[START OF Listing]

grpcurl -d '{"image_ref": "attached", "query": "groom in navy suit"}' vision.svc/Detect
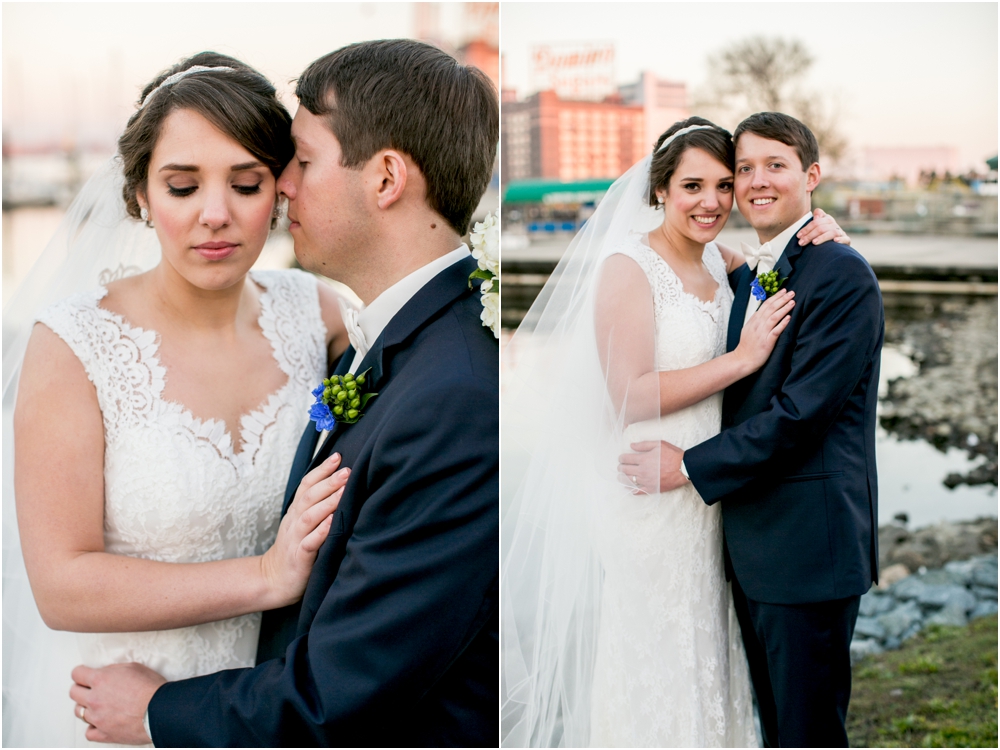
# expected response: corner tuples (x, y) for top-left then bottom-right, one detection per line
(68, 40), (499, 747)
(632, 112), (885, 747)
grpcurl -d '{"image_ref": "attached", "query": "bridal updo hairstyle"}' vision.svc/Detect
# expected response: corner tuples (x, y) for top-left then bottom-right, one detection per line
(295, 39), (500, 235)
(118, 52), (295, 223)
(647, 117), (736, 208)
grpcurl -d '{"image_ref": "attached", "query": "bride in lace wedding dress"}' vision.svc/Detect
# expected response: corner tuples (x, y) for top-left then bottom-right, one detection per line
(3, 53), (348, 746)
(501, 118), (839, 747)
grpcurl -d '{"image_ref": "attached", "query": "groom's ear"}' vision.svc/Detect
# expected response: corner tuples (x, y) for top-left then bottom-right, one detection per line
(372, 149), (408, 209)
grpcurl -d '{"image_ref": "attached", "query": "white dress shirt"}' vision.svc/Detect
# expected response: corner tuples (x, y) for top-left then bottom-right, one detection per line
(313, 243), (471, 456)
(743, 211), (812, 326)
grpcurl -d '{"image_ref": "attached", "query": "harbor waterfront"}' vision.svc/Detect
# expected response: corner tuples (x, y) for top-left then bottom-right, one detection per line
(501, 229), (998, 526)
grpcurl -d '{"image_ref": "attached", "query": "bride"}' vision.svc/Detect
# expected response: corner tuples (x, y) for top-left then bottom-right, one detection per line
(501, 117), (842, 747)
(3, 53), (349, 746)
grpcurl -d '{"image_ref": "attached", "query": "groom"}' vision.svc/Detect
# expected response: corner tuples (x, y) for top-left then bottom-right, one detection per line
(622, 112), (884, 747)
(74, 40), (499, 747)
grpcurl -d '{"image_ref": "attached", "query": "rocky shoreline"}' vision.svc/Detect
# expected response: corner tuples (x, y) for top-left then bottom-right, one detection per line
(851, 518), (997, 663)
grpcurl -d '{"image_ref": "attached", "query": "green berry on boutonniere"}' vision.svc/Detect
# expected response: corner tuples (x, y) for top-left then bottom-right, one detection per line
(750, 271), (788, 302)
(309, 368), (378, 432)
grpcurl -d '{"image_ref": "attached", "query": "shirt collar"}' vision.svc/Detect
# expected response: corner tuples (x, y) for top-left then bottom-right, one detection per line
(761, 211), (812, 263)
(358, 247), (469, 346)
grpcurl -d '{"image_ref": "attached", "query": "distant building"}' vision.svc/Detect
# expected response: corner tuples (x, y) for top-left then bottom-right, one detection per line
(500, 91), (651, 184)
(618, 71), (691, 150)
(858, 146), (961, 185)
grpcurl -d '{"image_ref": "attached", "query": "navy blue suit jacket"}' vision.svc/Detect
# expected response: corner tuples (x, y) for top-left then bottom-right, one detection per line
(684, 228), (885, 604)
(149, 258), (499, 747)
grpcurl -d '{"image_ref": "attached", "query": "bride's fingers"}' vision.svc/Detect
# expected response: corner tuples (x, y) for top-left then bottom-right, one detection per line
(299, 487), (344, 532)
(299, 453), (341, 490)
(302, 466), (351, 510)
(299, 516), (333, 555)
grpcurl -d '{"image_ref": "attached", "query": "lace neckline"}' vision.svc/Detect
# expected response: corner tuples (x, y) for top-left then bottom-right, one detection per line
(636, 234), (722, 318)
(93, 271), (295, 470)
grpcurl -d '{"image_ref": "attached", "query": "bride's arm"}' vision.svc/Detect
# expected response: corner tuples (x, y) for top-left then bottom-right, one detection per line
(14, 324), (346, 632)
(655, 289), (795, 416)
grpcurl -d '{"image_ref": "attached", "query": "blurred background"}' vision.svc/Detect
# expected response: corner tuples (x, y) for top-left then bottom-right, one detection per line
(501, 3), (997, 540)
(3, 3), (500, 297)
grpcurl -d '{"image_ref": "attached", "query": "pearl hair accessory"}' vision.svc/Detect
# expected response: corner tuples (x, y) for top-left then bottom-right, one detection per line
(656, 125), (716, 153)
(139, 65), (235, 109)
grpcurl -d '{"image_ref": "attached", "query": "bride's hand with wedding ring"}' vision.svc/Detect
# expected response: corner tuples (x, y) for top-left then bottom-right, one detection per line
(795, 208), (851, 245)
(733, 289), (795, 375)
(260, 453), (351, 607)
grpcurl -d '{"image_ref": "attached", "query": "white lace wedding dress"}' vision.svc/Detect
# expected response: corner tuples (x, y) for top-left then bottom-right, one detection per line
(12, 271), (327, 742)
(590, 235), (757, 747)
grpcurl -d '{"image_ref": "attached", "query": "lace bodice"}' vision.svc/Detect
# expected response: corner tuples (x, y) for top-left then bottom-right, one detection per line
(39, 271), (327, 680)
(590, 235), (756, 747)
(615, 235), (733, 449)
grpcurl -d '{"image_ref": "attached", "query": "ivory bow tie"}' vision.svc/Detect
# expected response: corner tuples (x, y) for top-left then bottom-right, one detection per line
(339, 298), (368, 357)
(740, 242), (776, 275)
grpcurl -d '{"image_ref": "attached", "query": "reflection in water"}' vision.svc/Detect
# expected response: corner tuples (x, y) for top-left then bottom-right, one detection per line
(880, 295), (997, 494)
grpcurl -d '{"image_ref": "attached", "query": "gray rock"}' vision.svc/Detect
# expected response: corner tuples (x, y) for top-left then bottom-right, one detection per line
(854, 617), (885, 641)
(920, 568), (966, 586)
(851, 640), (883, 666)
(924, 603), (971, 628)
(917, 585), (976, 612)
(889, 576), (927, 602)
(972, 560), (997, 588)
(972, 586), (997, 601)
(878, 600), (923, 638)
(944, 560), (976, 586)
(969, 601), (997, 620)
(858, 589), (899, 617)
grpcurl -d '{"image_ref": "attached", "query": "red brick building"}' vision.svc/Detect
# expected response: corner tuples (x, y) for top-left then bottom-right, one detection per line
(500, 91), (648, 184)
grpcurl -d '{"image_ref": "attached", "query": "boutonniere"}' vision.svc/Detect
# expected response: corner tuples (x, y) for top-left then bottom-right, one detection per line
(750, 271), (788, 302)
(469, 213), (500, 338)
(309, 367), (378, 432)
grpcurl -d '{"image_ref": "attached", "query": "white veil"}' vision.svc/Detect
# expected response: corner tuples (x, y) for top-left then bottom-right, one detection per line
(501, 157), (662, 747)
(3, 157), (160, 747)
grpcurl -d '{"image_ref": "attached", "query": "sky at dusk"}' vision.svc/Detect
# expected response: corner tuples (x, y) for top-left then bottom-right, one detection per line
(501, 2), (997, 170)
(3, 2), (463, 147)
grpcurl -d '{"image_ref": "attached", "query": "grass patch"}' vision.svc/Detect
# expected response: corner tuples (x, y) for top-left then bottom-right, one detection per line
(847, 615), (997, 747)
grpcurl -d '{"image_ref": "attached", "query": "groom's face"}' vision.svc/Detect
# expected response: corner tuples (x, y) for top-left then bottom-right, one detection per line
(734, 132), (819, 242)
(278, 106), (370, 284)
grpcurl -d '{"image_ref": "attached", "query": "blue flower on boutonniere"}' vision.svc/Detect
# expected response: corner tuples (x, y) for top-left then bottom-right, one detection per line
(309, 367), (378, 432)
(750, 271), (788, 302)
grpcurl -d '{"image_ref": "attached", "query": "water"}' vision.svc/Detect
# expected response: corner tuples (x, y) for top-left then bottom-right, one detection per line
(501, 288), (997, 527)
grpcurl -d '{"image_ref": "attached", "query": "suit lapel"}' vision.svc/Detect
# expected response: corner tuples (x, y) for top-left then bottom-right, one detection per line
(307, 256), (478, 471)
(726, 266), (754, 352)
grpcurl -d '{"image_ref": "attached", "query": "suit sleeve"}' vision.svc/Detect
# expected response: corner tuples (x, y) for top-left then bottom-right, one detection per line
(150, 379), (499, 746)
(684, 254), (882, 505)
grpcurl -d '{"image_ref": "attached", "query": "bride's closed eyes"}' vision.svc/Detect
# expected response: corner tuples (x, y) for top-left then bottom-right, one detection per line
(167, 182), (261, 198)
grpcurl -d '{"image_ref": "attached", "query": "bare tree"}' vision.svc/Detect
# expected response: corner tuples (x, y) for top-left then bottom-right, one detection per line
(695, 36), (847, 162)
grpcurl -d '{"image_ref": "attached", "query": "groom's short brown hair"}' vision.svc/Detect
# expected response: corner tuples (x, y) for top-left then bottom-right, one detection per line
(733, 112), (819, 171)
(295, 39), (500, 234)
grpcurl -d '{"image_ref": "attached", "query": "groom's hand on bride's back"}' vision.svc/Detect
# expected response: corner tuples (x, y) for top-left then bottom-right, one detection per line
(618, 440), (691, 494)
(260, 453), (351, 609)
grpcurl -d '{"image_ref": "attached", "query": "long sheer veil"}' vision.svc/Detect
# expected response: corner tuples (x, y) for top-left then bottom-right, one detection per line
(501, 157), (662, 747)
(3, 157), (160, 747)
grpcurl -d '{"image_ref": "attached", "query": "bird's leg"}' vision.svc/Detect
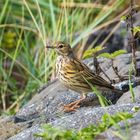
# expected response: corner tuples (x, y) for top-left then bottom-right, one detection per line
(64, 94), (86, 112)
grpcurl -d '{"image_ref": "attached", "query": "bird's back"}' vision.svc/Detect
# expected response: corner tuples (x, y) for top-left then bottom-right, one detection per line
(56, 56), (114, 93)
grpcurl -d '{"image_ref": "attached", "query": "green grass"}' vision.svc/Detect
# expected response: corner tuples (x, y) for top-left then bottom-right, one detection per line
(0, 0), (129, 114)
(35, 112), (133, 140)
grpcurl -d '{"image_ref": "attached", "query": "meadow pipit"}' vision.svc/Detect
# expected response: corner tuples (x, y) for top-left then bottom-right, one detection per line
(47, 42), (120, 112)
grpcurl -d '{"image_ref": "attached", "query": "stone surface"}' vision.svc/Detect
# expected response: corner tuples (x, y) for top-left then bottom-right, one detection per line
(9, 104), (140, 140)
(0, 52), (140, 140)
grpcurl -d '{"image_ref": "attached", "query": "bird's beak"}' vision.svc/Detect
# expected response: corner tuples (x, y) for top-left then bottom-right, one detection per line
(46, 46), (55, 49)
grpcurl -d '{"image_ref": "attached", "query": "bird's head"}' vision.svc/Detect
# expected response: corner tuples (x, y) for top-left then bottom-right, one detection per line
(46, 41), (73, 56)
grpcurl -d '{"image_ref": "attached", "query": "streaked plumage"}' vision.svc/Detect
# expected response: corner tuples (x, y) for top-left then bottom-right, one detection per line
(48, 42), (122, 111)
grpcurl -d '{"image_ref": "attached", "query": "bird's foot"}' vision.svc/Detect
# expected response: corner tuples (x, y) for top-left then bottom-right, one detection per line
(64, 95), (86, 112)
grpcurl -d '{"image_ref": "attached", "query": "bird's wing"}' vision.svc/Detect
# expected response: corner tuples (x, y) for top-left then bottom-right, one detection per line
(67, 59), (113, 88)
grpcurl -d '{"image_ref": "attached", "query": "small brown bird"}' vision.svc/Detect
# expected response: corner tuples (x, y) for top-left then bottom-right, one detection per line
(47, 42), (120, 112)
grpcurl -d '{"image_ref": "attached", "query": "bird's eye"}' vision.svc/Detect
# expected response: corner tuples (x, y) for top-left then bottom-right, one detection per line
(58, 44), (63, 48)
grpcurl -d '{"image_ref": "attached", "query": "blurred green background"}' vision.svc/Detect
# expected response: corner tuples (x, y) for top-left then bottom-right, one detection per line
(0, 0), (132, 114)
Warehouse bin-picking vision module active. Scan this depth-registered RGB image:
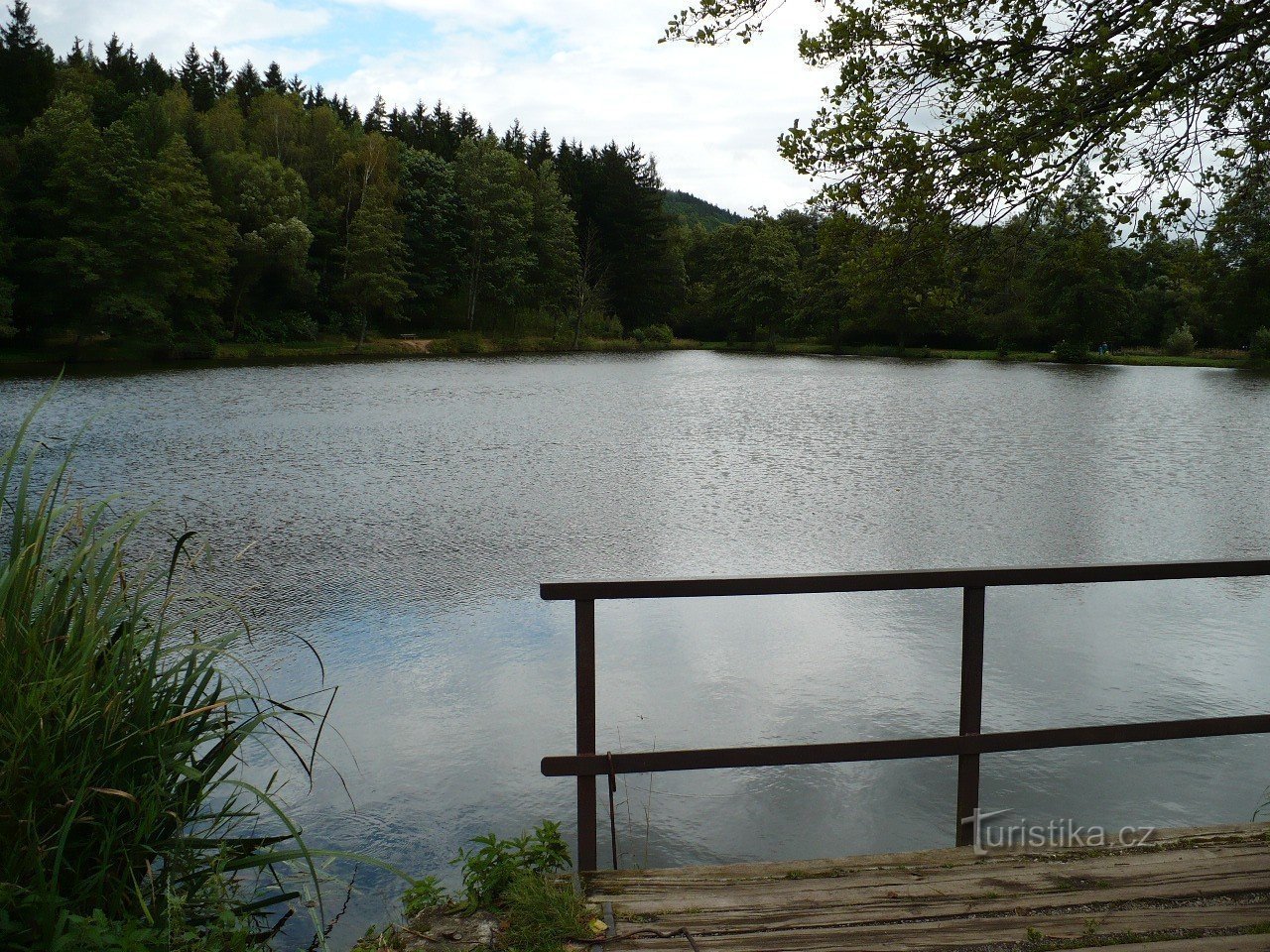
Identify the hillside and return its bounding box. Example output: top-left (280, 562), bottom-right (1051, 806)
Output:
top-left (662, 190), bottom-right (744, 231)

[END OF Listing]

Exercise instructions
Render the lines above as a JSON list of strings, one string per line and with blank lines omitted, starting from the first line and continuing up to and including the line that contains "(74, 40), (499, 747)". Leave the pictures out of the answer.

Solution for this task
[
  "grpcurl -d '{\"image_ref\": \"attached\", \"query\": \"groom in navy suit\"}' vision.svc/Detect",
  "# expected response: corner tuples (x, y) for top-left then bottom-right, one detection per line",
  "(68, 40), (499, 747)",
  "(632, 112), (885, 747)",
  "grpcurl -d '{\"image_ref\": \"attached\", \"query\": \"bridal updo hairstyle\"}' vision.svc/Detect",
  "# expected response: corner tuples (x, y) for top-left then bottom-right, one detection per line",
  "(295, 39), (500, 235)",
  "(118, 52), (295, 223)",
  "(647, 117), (736, 208)",
  "grpcurl -d '{\"image_ref\": \"attached\", \"query\": \"bride in lace wedding dress\"}' vision.svc/Detect",
  "# expected response: corner tuples (x, y) for top-left then bottom-right, one detection per line",
  "(3, 53), (348, 746)",
  "(501, 118), (839, 747)",
  "grpcurl -d '{\"image_ref\": \"attached\", \"query\": \"groom's ear\"}' vision.svc/Detect",
  "# expected response: corner tuples (x, y) for top-left then bottom-right, one detection per line",
  "(372, 149), (408, 209)",
  "grpcurl -d '{\"image_ref\": \"attached\", \"query\": \"white dress shirt\"}' vision.svc/Detect",
  "# expected response: corner tuples (x, y) for top-left then bottom-right, one detection per line",
  "(313, 243), (471, 456)",
  "(743, 211), (812, 326)",
  "grpcurl -d '{\"image_ref\": \"attached\", \"query\": \"harbor waterfront\"}' vision.svc/Detect",
  "# expected response: corner tuples (x, y) for top-left then bottom-right, one detection per line",
  "(501, 229), (998, 526)",
  "grpcurl -d '{\"image_ref\": \"attached\", \"query\": \"bride\"}' vision.svc/Detect",
  "# expected response: corner tuples (x, y) for top-left then bottom-right, one detection per line",
  "(501, 117), (842, 747)",
  "(3, 53), (349, 746)",
  "grpcurl -d '{\"image_ref\": \"attached\", \"query\": \"groom\"}' vision.svc/Detect",
  "# expected response: corner tuples (x, y) for top-left then bottom-right, one detection per line",
  "(622, 112), (884, 747)",
  "(74, 40), (499, 747)"
]